Exercise prompt: Write out the passage of the trust article from "Is there such" to "the market price." word for word.

Extracted text:
Trust is the basis of all collaboration. Any working relationship depends on trust. Whether the collaboration involves two or more individuals, two teams, or two companies - the principles remain the same.
If you want Results - you will have to learn to trust, and be trusted
There is no escaping this truism. Those who have problems trusting others, also have problems earning trust. Yet, we all have misplaced our trust in past. It is a bit like standing up to hit another golf shot, after hitting the first one into the woods. Or, taking the wheel of a car after recovering from a massive highway accident.
Trust only develops slowly - in stages
It is the nature of the reptilian brain in humans to develop trust in stages. Only when we see the results of the first stage, do we become comfortable with the idea of moving to the next stage. And, we keep reassessing the risk at every stage of the journey.
That is one of the reasons why most of our projects at Global Supply Chain Group, some lasting several years, started with a two week quick diagnostic, and gradually developed into a full scale business transformation program generating multi-million dollars of additional recurring profitability.
As the concept of trust is rather abstract, it is hard to measure. At the same time, despite all the difficulties and efforts you can be sure that developing trust with your suppliers and customers is worth the effort.
So what is trust and what are the components of it?
How to make sure that there is enough trust between you and your supply chain partners? Is it always worth the investment of your time and effort?
Is there such thing as too much trust within the business-to-business
First of all, trust in supply chain management, as in any other cooperation
between people, incorporates numerous components such as - good communication incorporating honesty and openness, fairness and loyalty, competence and your openness about whether you are qualified for this particular job or not.
All Trust Is Not Equal
I like to make it real – and keep it real. Let me make this point real with an example of the difference between level of trust required for a pharmacist, a general practitioner and an open-heart surgeon.
When you go and buy a medicine from a pharmacy, you do need a certain amount of trust. You need to be confident that the pharmacist will indeed give you the formulation that the doctor has prescribed. You need to be sure that it is pure, unadulterated and sold at the market price.
However the level of trust required from a general practitioner is much higher. Because you will have to literally remove your clothes in front of him. In this case you need the confidence that your general practitioner is able to examine you, to find out what was wrong.
This trust requirement further multiplies when we are talking about a heart surgeon. You need to be completely sure of your heart surgeon as you need to entrust him your own body, because he will be actually cutting you open and looking literally at your heart. Imagine a heart surgeon who lives with the philosophy mentioned earlier.

[Data entries]
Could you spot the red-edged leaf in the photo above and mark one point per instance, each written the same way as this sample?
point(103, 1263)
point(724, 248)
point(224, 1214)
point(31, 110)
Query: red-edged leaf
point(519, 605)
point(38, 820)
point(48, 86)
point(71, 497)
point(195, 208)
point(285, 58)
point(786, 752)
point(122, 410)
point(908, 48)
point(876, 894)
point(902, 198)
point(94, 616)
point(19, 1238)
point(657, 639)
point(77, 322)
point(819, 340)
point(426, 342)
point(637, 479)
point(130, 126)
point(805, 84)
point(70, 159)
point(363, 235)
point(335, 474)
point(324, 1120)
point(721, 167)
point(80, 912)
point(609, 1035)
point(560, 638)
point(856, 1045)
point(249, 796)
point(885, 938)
--
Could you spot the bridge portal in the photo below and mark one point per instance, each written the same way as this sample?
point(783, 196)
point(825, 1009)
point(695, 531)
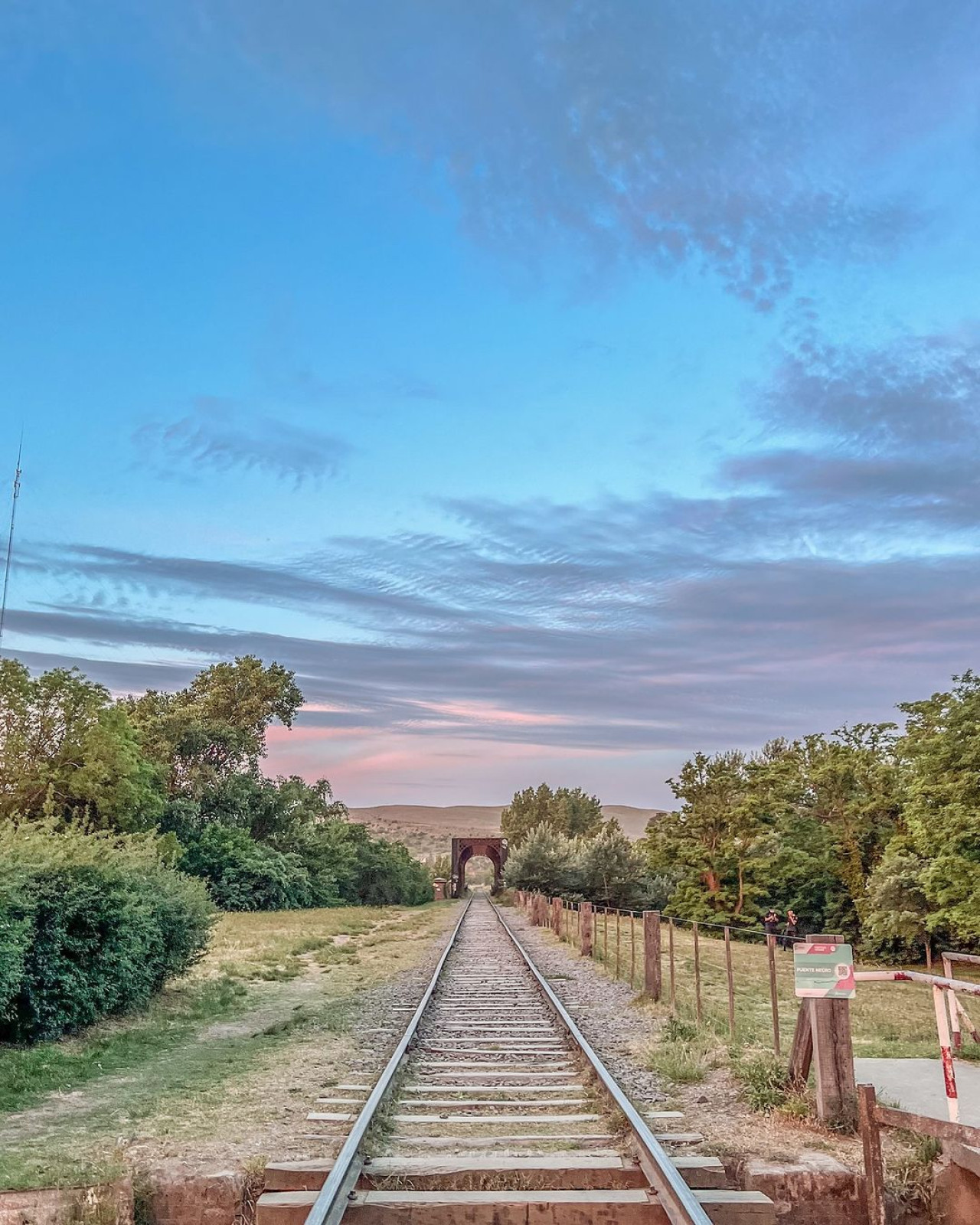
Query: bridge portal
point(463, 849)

Written answer:
Is there such thing as too much trust within the business-to-business
First of all, trust in supply chain management, as in any other cooperation
between people, incorporates numerous components such as - good communication incorporating honesty and openness, fairness and loyalty, competence and your openness about whether you are qualified for this particular job or not.
All Trust Is Not Equal
I like to make it real – and keep it real. Let me make this point real with an example of the difference between level of trust required for a pharmacist, a general practitioner and an open-heart surgeon.
When you go and buy a medicine from a pharmacy, you do need a certain amount of trust. You need to be confident that the pharmacist will indeed give you the formulation that the doctor has prescribed. You need to be sure that it is pure, unadulterated and sold at the market price.